-- start of TASK DATA --
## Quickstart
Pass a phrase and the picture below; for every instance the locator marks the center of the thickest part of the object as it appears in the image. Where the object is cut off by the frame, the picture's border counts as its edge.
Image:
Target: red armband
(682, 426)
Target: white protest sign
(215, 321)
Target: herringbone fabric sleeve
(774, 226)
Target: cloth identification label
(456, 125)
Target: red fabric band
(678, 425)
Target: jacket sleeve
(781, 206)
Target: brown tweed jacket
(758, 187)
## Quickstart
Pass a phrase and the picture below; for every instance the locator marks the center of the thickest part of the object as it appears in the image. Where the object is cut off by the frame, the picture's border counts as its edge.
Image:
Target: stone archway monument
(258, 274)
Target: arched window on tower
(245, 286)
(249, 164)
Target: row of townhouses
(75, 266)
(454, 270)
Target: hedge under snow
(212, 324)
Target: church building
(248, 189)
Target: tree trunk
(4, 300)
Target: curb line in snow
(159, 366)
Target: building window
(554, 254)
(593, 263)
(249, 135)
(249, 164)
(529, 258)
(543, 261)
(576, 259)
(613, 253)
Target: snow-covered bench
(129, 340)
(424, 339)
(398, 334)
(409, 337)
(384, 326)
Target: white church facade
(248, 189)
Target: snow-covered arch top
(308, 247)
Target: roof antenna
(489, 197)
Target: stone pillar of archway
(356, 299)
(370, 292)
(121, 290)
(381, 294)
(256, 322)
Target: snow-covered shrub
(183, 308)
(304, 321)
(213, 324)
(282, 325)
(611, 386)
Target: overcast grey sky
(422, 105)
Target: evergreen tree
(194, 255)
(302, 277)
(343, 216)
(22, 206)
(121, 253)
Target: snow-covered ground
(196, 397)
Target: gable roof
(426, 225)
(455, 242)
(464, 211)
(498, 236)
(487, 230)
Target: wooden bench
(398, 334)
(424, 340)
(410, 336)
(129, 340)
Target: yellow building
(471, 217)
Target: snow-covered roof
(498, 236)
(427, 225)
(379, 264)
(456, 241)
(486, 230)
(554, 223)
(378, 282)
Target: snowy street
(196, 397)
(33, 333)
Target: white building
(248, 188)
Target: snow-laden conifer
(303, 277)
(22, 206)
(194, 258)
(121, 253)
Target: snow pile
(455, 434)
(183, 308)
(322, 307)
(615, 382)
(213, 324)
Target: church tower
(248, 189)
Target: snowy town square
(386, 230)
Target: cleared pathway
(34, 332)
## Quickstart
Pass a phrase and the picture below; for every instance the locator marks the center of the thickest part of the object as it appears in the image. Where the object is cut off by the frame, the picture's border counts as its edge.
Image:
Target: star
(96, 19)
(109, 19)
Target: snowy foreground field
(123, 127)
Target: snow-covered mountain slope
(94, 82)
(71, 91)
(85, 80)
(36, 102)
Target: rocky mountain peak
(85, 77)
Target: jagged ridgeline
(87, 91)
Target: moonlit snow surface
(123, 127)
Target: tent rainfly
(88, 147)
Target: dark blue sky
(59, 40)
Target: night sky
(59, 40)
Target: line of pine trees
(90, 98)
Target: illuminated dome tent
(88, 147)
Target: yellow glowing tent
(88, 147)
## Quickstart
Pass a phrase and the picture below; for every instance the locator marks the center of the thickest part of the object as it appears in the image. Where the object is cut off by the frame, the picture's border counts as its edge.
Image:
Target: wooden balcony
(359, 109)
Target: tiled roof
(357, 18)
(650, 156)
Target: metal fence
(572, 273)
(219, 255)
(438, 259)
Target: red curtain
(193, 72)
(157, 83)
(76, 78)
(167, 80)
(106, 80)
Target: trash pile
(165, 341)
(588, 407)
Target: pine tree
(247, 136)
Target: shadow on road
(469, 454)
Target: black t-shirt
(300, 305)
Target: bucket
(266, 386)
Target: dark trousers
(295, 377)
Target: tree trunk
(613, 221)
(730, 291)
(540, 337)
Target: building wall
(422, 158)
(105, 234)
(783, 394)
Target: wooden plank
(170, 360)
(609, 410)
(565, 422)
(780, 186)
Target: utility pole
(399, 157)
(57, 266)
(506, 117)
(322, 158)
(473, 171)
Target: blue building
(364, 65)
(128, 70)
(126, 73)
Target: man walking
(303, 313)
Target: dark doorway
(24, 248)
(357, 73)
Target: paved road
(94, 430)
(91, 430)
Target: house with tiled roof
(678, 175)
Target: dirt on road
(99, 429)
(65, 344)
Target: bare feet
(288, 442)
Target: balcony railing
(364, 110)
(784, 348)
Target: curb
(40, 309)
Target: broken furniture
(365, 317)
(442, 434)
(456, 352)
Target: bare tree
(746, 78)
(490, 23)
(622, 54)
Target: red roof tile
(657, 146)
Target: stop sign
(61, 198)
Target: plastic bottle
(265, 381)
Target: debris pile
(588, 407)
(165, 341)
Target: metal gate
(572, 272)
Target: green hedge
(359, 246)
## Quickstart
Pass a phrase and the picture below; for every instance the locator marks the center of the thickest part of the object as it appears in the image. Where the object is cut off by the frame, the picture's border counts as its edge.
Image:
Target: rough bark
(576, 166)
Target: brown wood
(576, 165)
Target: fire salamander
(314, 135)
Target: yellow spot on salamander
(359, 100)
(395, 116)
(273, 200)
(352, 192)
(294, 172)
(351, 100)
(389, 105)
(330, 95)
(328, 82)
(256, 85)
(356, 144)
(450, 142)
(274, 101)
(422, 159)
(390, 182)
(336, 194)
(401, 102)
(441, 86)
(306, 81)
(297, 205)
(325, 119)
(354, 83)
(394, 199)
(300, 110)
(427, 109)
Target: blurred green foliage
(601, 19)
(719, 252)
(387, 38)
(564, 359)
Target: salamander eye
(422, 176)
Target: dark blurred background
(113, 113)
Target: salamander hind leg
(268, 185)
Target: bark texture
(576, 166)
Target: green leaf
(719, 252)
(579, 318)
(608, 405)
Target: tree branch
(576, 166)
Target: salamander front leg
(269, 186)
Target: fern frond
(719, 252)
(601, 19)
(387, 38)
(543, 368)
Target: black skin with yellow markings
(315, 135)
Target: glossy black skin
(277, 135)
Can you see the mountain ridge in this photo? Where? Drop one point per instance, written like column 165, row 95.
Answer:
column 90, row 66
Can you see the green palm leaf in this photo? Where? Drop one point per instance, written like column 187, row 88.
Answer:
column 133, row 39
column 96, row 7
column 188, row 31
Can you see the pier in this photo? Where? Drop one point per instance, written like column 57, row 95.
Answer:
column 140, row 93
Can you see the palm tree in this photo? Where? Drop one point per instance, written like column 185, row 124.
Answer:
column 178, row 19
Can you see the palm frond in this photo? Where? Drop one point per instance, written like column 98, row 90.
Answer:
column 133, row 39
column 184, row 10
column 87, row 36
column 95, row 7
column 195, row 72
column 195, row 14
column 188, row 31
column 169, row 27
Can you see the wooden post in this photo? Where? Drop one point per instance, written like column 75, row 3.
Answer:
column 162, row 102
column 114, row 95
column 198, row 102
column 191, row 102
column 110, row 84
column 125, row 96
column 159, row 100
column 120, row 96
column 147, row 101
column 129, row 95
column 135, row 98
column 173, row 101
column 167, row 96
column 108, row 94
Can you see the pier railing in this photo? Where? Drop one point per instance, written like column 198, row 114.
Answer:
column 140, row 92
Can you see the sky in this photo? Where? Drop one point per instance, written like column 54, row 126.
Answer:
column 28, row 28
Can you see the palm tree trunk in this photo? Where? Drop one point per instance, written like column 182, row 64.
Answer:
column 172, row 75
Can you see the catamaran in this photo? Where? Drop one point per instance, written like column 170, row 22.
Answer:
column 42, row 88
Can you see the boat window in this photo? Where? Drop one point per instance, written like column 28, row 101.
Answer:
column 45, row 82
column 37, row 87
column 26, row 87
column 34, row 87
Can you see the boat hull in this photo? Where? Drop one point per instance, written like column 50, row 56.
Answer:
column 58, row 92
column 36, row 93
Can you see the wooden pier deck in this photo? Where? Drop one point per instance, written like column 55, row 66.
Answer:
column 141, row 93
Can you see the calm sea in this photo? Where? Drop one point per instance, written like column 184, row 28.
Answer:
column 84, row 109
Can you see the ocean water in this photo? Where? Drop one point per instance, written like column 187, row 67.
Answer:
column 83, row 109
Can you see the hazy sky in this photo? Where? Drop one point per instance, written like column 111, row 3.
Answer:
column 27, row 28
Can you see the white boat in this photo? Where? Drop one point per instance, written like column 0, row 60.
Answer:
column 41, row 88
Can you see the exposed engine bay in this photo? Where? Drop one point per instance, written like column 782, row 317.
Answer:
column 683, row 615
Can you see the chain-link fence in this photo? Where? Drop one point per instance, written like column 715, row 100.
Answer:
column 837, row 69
-- end of TASK DATA --
§ **WHAT THE TASK ASKS**:
Retype the items without any changes, beginning at the line that contains "Target: fern frond" and stopping after the line that contains "column 172, row 75".

§ **RESULT BELOW**:
Target: fern frond
(719, 252)
(601, 19)
(387, 38)
(543, 368)
Target: black skin with yellow markings
(315, 135)
Target: glossy black skin
(277, 135)
Can you see the mountain ridge in this photo? Where? Drop one point per instance, written like column 165, row 95.
Answer:
column 90, row 66
Can you see the green palm leaf in this photo? Where? Drop one point per instance, written like column 187, row 88.
Answer:
column 133, row 39
column 96, row 7
column 188, row 31
Can you see the pier in this photo? Where? Drop one point per instance, written like column 57, row 95.
Answer:
column 140, row 93
Can you see the palm tree in this photo? Where? Drop one point per instance, written like column 185, row 124.
Answer:
column 178, row 19
Can you see the palm frond in this photo? Where? Drop one point per instance, written like column 98, row 90.
Answer:
column 133, row 39
column 184, row 10
column 87, row 36
column 95, row 7
column 195, row 72
column 195, row 14
column 188, row 31
column 169, row 27
Can you see the wooden post in this photo? Where? Drop one point per instance, written like column 75, row 3.
Answer:
column 162, row 102
column 114, row 95
column 198, row 102
column 191, row 102
column 110, row 84
column 125, row 96
column 159, row 100
column 120, row 96
column 147, row 101
column 129, row 95
column 135, row 98
column 173, row 101
column 167, row 96
column 108, row 94
Can you see the pier railing in this photo? Where? Drop one point per instance, written like column 198, row 114.
Answer:
column 140, row 92
Can you see the sky in this photo? Where? Drop one point per instance, written like column 54, row 126.
Answer:
column 28, row 28
Can you see the palm tree trunk in this photo? Where? Drop one point per instance, written like column 182, row 64.
Answer:
column 172, row 75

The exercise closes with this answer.